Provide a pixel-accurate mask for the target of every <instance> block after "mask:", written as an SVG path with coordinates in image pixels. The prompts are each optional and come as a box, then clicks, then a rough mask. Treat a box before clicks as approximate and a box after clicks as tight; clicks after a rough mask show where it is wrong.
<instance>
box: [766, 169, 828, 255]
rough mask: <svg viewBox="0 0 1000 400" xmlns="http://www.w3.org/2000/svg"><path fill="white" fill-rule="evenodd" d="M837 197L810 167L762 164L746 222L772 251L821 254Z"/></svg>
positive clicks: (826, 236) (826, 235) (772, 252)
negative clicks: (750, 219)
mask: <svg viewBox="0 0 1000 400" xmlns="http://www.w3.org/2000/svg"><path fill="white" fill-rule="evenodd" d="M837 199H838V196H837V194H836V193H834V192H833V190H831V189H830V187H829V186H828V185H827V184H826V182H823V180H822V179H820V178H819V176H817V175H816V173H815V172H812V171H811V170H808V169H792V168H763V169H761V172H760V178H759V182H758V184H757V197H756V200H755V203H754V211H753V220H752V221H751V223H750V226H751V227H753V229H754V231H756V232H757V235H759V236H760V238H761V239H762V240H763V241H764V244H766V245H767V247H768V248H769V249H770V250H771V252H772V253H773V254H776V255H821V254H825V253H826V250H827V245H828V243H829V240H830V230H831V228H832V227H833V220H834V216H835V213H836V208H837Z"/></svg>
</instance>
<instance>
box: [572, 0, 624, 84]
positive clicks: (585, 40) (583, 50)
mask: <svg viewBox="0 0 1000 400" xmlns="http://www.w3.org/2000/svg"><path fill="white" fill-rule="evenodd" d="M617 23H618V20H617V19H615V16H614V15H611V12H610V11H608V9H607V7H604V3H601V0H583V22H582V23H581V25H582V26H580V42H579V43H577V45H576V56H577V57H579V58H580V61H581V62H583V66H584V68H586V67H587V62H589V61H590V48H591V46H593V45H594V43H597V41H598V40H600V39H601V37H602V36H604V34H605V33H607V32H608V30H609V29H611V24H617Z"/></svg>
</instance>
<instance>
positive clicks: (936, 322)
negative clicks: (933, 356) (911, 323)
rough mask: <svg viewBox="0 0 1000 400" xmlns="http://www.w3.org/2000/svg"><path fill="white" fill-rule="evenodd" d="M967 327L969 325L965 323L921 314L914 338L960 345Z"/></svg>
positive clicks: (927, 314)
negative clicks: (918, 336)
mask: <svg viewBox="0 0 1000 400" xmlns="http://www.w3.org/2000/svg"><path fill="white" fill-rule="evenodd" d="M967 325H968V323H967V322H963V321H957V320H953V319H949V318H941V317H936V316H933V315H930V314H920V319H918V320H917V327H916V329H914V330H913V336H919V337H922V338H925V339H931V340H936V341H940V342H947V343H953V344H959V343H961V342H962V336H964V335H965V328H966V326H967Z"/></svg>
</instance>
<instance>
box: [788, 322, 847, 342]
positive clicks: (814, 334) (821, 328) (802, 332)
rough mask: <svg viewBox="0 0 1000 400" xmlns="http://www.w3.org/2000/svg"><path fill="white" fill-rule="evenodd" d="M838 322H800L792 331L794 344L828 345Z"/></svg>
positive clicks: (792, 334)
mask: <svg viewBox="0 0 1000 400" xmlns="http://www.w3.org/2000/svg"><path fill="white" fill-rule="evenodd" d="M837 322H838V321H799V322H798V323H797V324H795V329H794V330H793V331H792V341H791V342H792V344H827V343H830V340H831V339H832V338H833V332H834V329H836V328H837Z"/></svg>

--------------------------------

» **Task requirements**
Copy all of the data above line for line, changing nothing.

» **Exercise solution**
Provide a pixel-accurate mask for the target of every <instance> block after "mask:", written as an SVG path with coordinates in image pixels. The prompts are each optional and come as a box, then clicks, then a rough mask. Treat a box before clicks as approximate and a box after clicks as tight; clicks after a rough mask show where it is wrong.
<instance>
box: [766, 169, 828, 255]
rough mask: <svg viewBox="0 0 1000 400" xmlns="http://www.w3.org/2000/svg"><path fill="white" fill-rule="evenodd" d="M837 197L810 167L762 164L746 222L772 251L821 254Z"/></svg>
positive clicks: (826, 236) (826, 235) (772, 252)
negative clicks: (750, 219)
mask: <svg viewBox="0 0 1000 400" xmlns="http://www.w3.org/2000/svg"><path fill="white" fill-rule="evenodd" d="M837 199H838V196H837V194H836V193H834V192H833V190H831V189H830V187H829V186H828V185H827V184H826V182H823V180H822V179H820V178H819V176H817V175H816V173H815V172H812V171H811V170H808V169H792V168H763V169H761V172H760V178H759V182H758V184H757V197H756V200H755V203H754V211H753V220H752V221H751V223H750V226H751V227H753V229H754V231H756V232H757V235H759V236H760V238H761V239H762V240H763V241H764V244H766V245H767V247H768V248H769V249H770V250H771V252H772V253H773V254H776V255H821V254H825V253H826V250H827V245H828V243H829V240H830V230H831V228H832V227H833V220H834V216H835V213H836V208H837Z"/></svg>
</instance>
<instance>
box: [572, 0, 624, 84]
positive clicks: (585, 40) (583, 50)
mask: <svg viewBox="0 0 1000 400" xmlns="http://www.w3.org/2000/svg"><path fill="white" fill-rule="evenodd" d="M617 23H618V20H617V19H615V16H614V15H611V12H610V11H608V9H607V7H604V3H601V0H583V22H582V23H581V25H582V26H580V42H579V43H577V45H576V56H577V57H579V58H580V61H581V62H583V66H584V68H586V67H587V62H589V61H590V48H591V46H593V45H594V43H597V41H598V40H600V39H601V37H602V36H604V34H605V33H607V32H608V30H609V29H611V24H617Z"/></svg>
</instance>
<instance>
positive clicks: (936, 322)
negative clicks: (933, 356) (911, 323)
rough mask: <svg viewBox="0 0 1000 400" xmlns="http://www.w3.org/2000/svg"><path fill="white" fill-rule="evenodd" d="M967 327L969 325L965 323L921 314L914 338L960 345Z"/></svg>
positive clicks: (927, 314)
negative clicks: (918, 336)
mask: <svg viewBox="0 0 1000 400" xmlns="http://www.w3.org/2000/svg"><path fill="white" fill-rule="evenodd" d="M967 325H968V323H967V322H963V321H957V320H953V319H949V318H941V317H936V316H933V315H930V314H920V319H918V320H917V327H916V329H914V330H913V336H919V337H922V338H925V339H931V340H936V341H940V342H947V343H953V344H959V343H961V342H962V336H964V335H965V328H966V326H967Z"/></svg>
</instance>
<instance>
box: [788, 322, 847, 342]
positive clicks: (814, 334) (821, 328) (802, 332)
rough mask: <svg viewBox="0 0 1000 400" xmlns="http://www.w3.org/2000/svg"><path fill="white" fill-rule="evenodd" d="M838 322H800L792 331L794 344L828 345Z"/></svg>
positive clicks: (792, 334)
mask: <svg viewBox="0 0 1000 400" xmlns="http://www.w3.org/2000/svg"><path fill="white" fill-rule="evenodd" d="M837 322H838V321H799V322H798V323H797V324H795V329H794V330H793V331H792V341H791V342H792V344H827V343H830V340H831V339H832V338H833V332H834V329H836V328H837Z"/></svg>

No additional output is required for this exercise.